---------- SOURCE DOCUMENT ----------

Forum Moderators: coopster & phranque

Message Too Old, No Replies

Site Search Tools

Offline Database Generation

         

alexjc

2:40 pm on Jan 20, 2002 (gmt 0)

10+ Year Member



I've got perlfect search running as recommended in this thread:
[webmasterworld.com...]

The setup was all very nice... Just note that it will not handle subdomains unless you hack it (you need to change about 10 lines of code).

But... I have a maximum script running time on my shared server, and don't want to use up my precious bandwidth either; I have to retrieve via http due to PHP scripts.

Anyway, I installed perlfect on my off-line development windows machine, and built up the DB. Both DB_File and Berkeley DB are the exact same version as on the production server (BSD box), but it tells me the database format is not compatible. I've given up on the idea of reinstalling DB_File and Berkeley DB on the production server, so I'm looking into alternatives.

Have any of you tackled such a problem? What would you recommend?

ht://Dig doesn't seem to rely on external DB libraries, so that might work, but the size of the index gets big very quickly!

Cheers,
Alex

grnidone

7:03 pm on Jan 20, 2002 (gmt 0)



Alex, I think you've stumped us. Kicking this to the top because I think others would like to know the answer to this question.

alexjc

8:27 am on Jan 21, 2002 (gmt 0)

10+ Year Member



My mistake, ht:/Dig relies on Berkeley DB too!

More thinking, and ... I can only see two ways out of this, and neither are ideal solutions:


  • Implement a uri-to-filesystem mapping system, whereby all the web fetching is done by interpretting the local PHP script (which parses everything)... plenty to worry about there, and there's still no guarantee that it will finish in 30 seconds ;)
  • Ask for a monthly 'script-time' allowance from my ISP for my spider to run... bandwidth will suffer a bit, but hey!
  • Or combine both options, using cunning negotiations and hard work!

Hmmm...

---------- DATA LISTING ----------

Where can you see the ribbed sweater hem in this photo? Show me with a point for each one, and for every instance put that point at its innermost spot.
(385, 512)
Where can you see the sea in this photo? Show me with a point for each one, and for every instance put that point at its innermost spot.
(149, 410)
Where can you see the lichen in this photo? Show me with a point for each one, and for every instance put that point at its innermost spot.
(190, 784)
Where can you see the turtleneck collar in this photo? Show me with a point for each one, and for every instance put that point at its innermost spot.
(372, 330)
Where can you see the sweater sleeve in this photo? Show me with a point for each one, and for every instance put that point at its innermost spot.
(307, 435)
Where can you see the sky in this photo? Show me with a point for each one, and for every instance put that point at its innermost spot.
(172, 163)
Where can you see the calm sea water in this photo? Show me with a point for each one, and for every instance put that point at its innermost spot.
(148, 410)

----------

REQUIREMENTS: Reproduce the forum thread on offline database generation word for word, in full.

RESPONSE BELOW:
Forum Moderators: coopster & phranque

Message Too Old, No Replies

Site Search Tools

Offline Database Generation

         

alexjc

2:40 pm on Jan 20, 2002 (gmt 0)

10+ Year Member



I've got perlfect search running as recommended in this thread:
[webmasterworld.com...]

The setup was all very nice... Just note that it will not handle subdomains unless you hack it (you need to change about 10 lines of code).

But... I have a maximum script running time on my shared server, and don't want to use up my precious bandwidth either; I have to retrieve via http due to PHP scripts.

Anyway, I installed perlfect on my off-line development windows machine, and built up the DB. Both DB_File and Berkeley DB are the exact same version as on the production server (BSD box), but it tells me the database format is not compatible. I've given up on the idea of reinstalling DB_File and Berkeley DB on the production server, so I'm looking into alternatives.

Have any of you tackled such a problem? What would you recommend?

ht://Dig doesn't seem to rely on external DB libraries, so that might work, but the size of the index gets big very quickly!

Cheers,
Alex

grnidone

7:03 pm on Jan 20, 2002 (gmt 0)



Alex, I think you've stumped us. Kicking this to the top because I think others would like to know the answer to this question.

alexjc

8:27 am on Jan 21, 2002 (gmt 0)

10+ Year Member



My mistake, ht:/Dig relies on Berkeley DB too!

More thinking, and ... I can only see two ways out of this, and neither are ideal solutions:


  • Implement a uri-to-filesystem mapping system, whereby all the web fetching is done by interpretting the local PHP script (which parses everything)... plenty to worry about there, and there's still no guarantee that it will finish in 30 seconds ;)
  • Ask for a monthly 'script-time' allowance from my ISP for my spider to run... bandwidth will suffer a bit, but hey!
  • Or combine both options, using cunning negotiations and hard work!

Hmmm...